### [Extrait du texte]
· · · ·

Observatoire des droits de l’homme au Rwanda (ODHR)
Déclaration N° 01/2025 – Note de situation sur la guerre à l’Est de la RDC et les grands Lacs
Munyandilikirwa Laurent (Président) de l’ODHR
Paris 15 février 2025
Les violations graves des droits humains, conséquence de l’impunité des dirigeants protégés issus des rébellions cycliques entretenues par des pays voisins.
L’ODHR suit avec inquiétude la situation dans la région des grands lacs et particulièrement la situation à l’Est de la République Démocratique du Congo où les conflits armés entretenus pas des pays voisins sous couvert de rébellion sont récurrents.
Des déplacements forcés des populations et des massacres continus à huis clos se perpétuent à l’Est de la RDC sous les tergiversations calculées des dirigeants occidentaux ou de la soi- disant « communauté internationale. La mollesse des déclarations des pays occidentaux ou de la communauté internationale est déconcertante dans la guerre qui sévit à l’Est de la RDC. Ce qui laisse penser que les puissants de ce monde ont avalisé ce conflit. L’ONU, l’Union Européenne et l’Union Africaine et même la Communauté d'Afrique de l'Est (CAE) où la RDC est membre, ne restent que dans les dénonciations non accompagnées de mesures dissuasives comme des sanctions.

· · · ·

### [Section des données]
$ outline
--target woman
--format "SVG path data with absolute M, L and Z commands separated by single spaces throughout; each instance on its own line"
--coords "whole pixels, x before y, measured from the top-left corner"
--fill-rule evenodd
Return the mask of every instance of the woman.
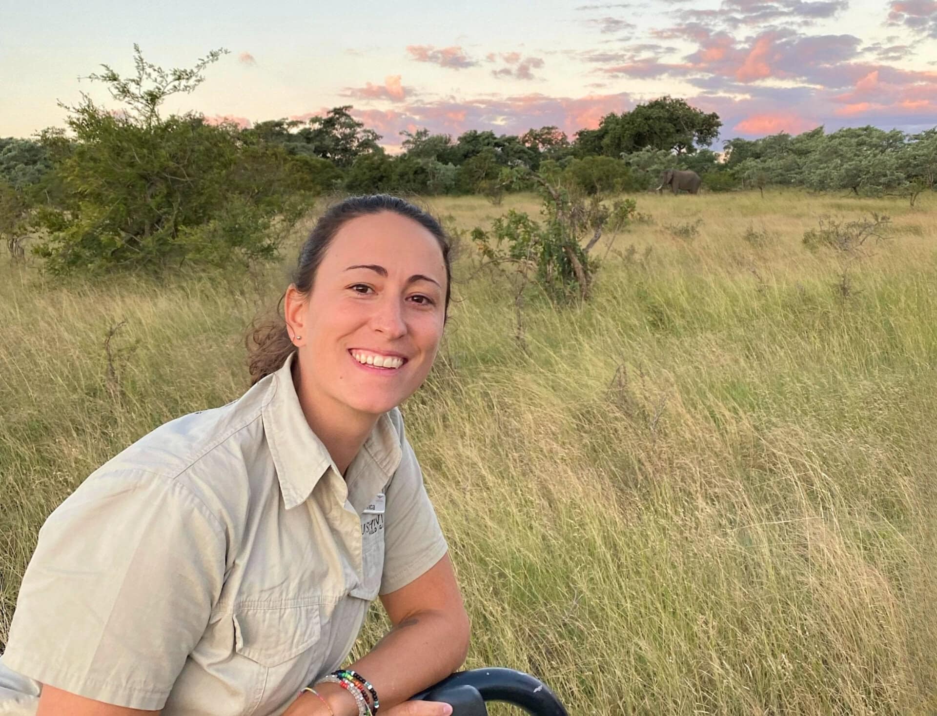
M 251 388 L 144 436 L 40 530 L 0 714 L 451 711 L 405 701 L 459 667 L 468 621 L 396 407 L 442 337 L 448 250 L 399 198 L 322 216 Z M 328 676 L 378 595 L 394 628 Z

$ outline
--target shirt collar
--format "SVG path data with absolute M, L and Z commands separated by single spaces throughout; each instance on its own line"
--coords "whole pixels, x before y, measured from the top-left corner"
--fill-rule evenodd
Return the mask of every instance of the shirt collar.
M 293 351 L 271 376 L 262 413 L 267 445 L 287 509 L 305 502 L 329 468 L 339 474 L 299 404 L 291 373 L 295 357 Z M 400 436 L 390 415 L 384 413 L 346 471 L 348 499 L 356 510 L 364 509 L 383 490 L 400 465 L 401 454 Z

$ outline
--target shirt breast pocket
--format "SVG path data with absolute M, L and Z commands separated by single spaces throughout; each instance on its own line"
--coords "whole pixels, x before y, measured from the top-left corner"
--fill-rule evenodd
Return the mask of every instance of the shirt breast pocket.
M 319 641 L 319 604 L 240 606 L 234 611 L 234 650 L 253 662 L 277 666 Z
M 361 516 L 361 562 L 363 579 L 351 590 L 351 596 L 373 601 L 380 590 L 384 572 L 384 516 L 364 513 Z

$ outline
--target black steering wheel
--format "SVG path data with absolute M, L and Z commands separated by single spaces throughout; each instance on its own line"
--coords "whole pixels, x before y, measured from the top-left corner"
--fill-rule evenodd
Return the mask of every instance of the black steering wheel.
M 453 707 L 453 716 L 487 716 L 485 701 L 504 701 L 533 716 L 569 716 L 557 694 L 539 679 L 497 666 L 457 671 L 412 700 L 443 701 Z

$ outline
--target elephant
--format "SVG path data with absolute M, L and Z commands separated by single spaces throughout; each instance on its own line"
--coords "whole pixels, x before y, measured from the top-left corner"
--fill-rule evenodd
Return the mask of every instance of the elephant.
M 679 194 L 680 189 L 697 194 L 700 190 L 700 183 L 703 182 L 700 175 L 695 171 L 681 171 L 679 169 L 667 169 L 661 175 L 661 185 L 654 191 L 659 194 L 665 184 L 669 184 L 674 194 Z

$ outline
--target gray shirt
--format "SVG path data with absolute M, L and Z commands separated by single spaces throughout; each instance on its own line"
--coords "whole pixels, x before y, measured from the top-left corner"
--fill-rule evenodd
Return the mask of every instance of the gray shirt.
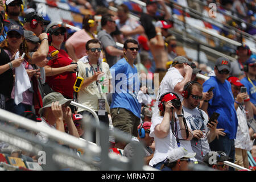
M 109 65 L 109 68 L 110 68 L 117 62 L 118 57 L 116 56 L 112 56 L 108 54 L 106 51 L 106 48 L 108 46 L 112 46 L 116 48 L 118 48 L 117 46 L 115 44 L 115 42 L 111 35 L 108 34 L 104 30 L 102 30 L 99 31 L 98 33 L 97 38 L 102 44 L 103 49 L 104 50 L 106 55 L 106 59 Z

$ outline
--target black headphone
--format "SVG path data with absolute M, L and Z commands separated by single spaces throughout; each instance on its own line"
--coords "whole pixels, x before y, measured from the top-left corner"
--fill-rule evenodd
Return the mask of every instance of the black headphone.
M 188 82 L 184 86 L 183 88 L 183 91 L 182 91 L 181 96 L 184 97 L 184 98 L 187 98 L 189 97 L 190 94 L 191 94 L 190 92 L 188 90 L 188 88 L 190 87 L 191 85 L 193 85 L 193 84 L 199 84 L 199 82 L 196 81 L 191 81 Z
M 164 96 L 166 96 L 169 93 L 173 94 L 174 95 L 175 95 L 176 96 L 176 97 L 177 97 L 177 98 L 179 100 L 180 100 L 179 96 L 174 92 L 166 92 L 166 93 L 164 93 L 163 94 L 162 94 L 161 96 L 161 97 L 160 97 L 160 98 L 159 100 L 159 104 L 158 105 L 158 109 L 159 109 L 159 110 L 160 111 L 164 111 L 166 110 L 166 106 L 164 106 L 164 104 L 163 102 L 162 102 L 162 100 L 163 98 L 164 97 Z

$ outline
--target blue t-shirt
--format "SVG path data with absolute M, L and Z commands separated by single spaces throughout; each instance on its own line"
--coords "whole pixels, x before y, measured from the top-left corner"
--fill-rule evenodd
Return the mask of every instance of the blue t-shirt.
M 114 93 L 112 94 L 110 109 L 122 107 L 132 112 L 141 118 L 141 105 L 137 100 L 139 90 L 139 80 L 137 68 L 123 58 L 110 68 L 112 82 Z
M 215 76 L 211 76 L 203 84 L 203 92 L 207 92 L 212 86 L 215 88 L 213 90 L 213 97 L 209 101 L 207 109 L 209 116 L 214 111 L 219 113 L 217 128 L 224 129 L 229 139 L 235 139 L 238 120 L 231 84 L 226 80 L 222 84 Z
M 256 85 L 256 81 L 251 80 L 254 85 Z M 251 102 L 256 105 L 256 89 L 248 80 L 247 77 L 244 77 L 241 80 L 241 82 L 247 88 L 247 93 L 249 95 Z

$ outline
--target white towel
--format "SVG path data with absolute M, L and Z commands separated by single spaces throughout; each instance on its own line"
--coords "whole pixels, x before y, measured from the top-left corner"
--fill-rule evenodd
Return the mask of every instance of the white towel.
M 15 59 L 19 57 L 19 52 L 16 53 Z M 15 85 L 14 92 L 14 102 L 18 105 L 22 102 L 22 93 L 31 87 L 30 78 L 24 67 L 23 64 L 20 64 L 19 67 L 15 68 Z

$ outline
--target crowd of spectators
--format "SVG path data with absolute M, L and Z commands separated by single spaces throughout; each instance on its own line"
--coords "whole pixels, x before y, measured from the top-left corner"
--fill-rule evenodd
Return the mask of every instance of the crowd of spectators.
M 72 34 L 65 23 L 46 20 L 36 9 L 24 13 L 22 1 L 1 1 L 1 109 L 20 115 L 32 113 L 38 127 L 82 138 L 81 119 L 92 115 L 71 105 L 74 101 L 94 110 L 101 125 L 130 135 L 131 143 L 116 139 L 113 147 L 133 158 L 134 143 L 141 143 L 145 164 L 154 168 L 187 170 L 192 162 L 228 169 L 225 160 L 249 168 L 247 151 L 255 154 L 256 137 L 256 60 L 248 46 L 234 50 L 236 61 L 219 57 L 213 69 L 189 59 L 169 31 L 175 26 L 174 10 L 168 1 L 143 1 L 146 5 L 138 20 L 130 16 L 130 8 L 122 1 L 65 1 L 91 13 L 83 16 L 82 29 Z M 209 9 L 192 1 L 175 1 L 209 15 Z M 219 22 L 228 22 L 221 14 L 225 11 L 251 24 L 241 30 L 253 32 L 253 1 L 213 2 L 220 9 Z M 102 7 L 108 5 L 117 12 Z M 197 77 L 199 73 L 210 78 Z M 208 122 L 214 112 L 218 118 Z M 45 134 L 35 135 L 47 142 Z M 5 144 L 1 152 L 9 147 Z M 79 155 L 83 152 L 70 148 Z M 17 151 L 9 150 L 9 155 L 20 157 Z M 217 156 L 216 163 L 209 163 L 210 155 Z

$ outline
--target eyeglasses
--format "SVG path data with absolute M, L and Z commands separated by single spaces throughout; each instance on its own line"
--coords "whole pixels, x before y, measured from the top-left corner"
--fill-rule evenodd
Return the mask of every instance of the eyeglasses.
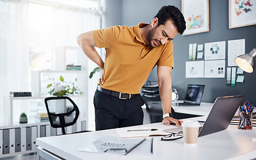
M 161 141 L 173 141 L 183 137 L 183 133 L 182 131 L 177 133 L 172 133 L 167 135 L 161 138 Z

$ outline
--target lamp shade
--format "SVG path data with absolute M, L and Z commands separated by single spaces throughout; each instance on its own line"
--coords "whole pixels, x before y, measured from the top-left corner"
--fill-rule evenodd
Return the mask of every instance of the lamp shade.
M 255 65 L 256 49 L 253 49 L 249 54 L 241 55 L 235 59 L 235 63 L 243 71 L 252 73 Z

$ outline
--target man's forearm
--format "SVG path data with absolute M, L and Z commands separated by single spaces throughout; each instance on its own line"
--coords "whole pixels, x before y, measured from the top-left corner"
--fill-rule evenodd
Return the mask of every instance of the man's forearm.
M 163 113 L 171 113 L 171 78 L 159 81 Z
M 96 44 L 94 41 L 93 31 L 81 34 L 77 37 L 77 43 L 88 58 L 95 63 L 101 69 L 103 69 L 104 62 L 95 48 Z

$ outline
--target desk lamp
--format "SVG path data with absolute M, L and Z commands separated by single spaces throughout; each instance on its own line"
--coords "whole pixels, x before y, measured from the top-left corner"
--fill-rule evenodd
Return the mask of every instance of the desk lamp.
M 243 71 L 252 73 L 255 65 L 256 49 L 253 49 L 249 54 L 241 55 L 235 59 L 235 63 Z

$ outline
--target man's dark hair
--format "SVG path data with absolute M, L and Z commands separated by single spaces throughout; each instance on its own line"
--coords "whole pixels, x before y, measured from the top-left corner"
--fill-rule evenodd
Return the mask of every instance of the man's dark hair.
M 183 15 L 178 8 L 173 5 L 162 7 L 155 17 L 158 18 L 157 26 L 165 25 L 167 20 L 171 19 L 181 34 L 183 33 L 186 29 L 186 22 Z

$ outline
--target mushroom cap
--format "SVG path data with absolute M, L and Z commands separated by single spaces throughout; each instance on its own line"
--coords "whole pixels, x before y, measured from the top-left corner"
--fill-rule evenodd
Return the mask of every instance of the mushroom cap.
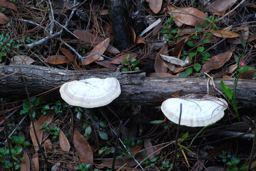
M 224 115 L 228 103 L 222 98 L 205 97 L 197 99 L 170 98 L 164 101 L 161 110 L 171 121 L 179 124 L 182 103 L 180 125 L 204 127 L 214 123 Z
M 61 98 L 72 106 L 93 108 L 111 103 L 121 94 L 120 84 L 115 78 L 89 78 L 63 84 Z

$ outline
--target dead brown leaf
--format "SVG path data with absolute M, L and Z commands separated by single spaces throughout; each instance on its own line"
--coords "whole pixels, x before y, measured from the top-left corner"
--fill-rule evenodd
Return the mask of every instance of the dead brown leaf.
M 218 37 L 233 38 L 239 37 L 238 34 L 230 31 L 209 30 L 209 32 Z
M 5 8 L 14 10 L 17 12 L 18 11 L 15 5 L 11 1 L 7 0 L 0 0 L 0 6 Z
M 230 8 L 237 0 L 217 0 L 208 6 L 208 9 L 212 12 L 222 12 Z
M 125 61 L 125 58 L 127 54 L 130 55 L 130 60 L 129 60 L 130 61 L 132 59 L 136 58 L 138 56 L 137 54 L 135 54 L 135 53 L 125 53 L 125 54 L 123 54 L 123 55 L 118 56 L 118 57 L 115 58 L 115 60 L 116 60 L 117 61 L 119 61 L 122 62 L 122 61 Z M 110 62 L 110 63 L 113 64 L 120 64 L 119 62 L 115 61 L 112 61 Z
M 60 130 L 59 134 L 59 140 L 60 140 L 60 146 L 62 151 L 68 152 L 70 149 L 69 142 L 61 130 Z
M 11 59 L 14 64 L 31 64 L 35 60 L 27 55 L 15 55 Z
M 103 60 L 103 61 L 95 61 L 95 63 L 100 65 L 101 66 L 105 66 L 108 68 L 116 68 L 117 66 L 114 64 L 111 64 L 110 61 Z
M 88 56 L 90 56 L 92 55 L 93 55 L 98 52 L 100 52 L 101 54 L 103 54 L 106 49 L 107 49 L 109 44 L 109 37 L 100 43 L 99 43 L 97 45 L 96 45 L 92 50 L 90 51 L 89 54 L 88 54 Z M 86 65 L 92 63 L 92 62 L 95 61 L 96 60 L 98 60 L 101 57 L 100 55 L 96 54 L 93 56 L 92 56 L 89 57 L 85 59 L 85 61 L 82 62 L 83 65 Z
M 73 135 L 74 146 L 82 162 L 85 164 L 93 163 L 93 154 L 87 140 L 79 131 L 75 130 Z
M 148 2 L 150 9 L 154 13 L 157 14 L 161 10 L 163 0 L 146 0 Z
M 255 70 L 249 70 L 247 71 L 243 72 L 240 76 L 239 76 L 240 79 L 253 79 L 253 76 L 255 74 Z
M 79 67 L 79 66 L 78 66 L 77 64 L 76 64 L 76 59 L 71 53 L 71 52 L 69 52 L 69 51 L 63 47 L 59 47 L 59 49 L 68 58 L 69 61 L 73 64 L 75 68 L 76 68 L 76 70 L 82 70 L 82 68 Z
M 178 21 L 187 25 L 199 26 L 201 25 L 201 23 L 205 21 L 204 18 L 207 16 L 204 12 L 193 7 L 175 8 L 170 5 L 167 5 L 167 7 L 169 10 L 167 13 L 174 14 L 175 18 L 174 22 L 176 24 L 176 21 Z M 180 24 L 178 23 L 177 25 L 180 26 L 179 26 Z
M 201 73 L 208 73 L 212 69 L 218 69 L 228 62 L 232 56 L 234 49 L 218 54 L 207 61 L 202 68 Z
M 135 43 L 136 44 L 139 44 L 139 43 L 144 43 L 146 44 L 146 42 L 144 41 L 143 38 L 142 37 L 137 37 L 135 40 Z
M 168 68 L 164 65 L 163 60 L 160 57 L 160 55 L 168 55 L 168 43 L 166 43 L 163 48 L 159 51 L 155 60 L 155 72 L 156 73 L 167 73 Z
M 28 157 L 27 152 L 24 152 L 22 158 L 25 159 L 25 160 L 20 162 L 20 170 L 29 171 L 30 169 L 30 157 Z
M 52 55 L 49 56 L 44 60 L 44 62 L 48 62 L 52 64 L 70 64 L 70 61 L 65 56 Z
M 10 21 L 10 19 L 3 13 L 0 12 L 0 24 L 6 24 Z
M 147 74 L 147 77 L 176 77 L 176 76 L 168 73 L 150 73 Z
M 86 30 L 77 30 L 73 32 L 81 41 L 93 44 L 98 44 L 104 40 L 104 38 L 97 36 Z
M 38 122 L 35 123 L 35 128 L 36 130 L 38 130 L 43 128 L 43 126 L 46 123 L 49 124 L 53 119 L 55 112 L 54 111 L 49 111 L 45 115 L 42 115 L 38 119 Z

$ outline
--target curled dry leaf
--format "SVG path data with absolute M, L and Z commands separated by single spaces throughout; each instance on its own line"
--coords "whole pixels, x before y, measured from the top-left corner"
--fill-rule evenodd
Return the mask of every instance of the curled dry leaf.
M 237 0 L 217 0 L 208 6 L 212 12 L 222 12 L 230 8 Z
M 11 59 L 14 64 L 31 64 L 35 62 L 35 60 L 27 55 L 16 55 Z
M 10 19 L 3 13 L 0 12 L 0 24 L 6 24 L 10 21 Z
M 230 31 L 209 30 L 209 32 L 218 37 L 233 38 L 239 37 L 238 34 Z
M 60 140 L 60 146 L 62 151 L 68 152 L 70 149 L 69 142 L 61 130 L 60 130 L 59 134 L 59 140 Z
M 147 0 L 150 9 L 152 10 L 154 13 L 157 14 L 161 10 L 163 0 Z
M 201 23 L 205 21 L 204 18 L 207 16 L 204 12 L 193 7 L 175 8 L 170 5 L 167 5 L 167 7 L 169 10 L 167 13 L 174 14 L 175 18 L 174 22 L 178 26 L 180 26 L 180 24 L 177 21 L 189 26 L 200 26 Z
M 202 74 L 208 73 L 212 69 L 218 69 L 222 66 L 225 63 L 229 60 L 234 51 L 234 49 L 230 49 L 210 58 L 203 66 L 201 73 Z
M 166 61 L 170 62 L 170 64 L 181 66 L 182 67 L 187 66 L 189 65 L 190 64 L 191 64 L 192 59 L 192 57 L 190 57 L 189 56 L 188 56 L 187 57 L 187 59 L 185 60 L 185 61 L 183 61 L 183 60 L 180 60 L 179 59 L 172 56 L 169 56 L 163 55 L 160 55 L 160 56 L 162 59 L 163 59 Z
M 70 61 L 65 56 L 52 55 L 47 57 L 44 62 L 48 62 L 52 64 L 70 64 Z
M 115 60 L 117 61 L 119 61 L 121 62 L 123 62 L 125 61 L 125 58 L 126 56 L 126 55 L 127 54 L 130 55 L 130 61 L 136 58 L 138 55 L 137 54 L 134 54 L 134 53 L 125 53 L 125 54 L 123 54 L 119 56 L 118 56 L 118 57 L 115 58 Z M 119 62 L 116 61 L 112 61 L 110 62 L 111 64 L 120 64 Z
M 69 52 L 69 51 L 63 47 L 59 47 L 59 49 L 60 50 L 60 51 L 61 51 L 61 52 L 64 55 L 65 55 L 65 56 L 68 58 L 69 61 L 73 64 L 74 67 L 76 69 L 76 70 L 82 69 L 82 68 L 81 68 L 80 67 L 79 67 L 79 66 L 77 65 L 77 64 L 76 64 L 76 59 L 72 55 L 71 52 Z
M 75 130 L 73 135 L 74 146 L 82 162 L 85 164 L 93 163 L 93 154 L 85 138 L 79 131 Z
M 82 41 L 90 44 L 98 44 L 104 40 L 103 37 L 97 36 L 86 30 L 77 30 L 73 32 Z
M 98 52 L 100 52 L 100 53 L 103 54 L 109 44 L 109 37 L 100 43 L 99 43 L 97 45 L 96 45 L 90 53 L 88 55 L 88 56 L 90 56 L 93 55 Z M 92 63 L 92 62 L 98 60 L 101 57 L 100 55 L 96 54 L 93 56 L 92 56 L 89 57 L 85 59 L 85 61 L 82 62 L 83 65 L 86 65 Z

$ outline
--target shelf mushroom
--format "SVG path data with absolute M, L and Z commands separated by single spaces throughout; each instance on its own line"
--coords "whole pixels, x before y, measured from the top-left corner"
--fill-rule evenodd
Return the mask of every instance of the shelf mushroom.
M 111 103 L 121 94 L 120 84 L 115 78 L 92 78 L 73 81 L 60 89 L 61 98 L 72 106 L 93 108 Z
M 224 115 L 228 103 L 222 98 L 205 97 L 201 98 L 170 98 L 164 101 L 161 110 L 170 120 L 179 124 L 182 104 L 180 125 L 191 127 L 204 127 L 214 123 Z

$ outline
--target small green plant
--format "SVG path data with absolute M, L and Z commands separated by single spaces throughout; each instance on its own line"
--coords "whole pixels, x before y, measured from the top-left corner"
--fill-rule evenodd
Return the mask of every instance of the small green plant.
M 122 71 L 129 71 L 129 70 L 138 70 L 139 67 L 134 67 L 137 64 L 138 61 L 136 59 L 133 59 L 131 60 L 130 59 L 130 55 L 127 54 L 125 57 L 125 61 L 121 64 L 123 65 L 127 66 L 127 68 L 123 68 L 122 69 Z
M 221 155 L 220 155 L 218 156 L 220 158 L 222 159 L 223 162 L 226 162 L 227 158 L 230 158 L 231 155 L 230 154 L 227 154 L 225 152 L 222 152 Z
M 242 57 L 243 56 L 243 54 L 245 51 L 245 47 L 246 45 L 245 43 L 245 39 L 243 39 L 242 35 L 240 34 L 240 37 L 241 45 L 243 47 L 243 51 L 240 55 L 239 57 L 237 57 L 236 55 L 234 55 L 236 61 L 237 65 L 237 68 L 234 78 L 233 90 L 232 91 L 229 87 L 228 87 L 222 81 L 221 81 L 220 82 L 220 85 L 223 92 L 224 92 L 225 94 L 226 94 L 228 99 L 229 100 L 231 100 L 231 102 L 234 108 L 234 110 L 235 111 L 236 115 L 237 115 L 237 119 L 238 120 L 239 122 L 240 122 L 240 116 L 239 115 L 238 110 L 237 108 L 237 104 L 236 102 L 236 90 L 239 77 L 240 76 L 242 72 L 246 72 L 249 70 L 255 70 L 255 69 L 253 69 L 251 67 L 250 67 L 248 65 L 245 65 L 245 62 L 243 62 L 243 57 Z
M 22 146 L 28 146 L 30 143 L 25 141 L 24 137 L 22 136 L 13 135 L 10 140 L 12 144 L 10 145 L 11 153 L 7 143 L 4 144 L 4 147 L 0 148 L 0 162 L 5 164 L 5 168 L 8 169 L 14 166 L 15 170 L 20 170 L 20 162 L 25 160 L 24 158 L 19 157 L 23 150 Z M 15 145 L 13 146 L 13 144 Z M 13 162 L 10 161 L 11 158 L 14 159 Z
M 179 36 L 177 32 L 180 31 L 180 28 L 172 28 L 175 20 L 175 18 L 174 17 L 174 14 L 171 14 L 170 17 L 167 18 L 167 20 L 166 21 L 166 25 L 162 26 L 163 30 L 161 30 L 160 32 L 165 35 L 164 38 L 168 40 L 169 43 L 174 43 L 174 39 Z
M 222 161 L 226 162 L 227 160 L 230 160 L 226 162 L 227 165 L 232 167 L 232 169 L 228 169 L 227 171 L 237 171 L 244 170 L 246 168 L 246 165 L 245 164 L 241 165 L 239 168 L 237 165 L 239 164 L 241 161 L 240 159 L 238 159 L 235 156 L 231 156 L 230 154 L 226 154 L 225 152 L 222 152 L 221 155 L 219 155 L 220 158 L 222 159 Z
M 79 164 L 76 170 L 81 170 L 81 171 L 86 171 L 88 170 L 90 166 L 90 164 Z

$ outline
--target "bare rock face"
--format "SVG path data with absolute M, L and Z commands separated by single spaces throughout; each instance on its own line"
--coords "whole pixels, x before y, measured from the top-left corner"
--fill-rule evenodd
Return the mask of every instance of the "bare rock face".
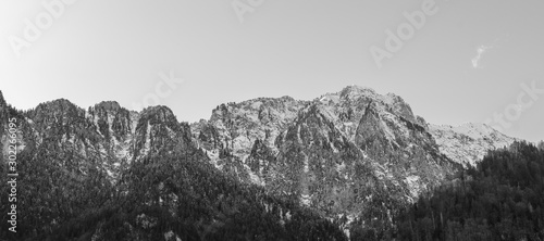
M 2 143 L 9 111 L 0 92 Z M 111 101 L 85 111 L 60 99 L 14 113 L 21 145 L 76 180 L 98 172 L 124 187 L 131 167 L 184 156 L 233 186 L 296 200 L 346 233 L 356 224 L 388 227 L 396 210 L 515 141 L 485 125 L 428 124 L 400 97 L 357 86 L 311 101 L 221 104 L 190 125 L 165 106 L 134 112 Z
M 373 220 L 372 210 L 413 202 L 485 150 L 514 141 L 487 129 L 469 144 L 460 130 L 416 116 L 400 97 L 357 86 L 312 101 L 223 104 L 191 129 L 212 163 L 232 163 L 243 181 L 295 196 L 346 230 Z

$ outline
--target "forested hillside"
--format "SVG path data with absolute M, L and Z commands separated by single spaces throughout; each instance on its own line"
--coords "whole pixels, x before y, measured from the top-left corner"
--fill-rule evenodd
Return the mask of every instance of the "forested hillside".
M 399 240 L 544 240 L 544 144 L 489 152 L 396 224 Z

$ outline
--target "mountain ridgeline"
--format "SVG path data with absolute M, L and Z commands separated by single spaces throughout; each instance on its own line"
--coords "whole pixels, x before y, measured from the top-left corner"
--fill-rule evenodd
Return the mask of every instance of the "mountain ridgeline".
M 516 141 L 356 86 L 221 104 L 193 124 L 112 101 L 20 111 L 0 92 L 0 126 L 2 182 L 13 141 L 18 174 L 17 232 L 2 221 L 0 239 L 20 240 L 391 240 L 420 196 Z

· · · ·

### [Votre tâche]
D'après l'extrait du texte, quelles organisations s'en tiennent à des dénonciations non accompagnées de mesures dissuasives comme des sanctions ?

### [Réponse attendue]
L'ONU, l'Union Européenne, l'Union Africaine et la Communauté d'Afrique de l'Est (CAE).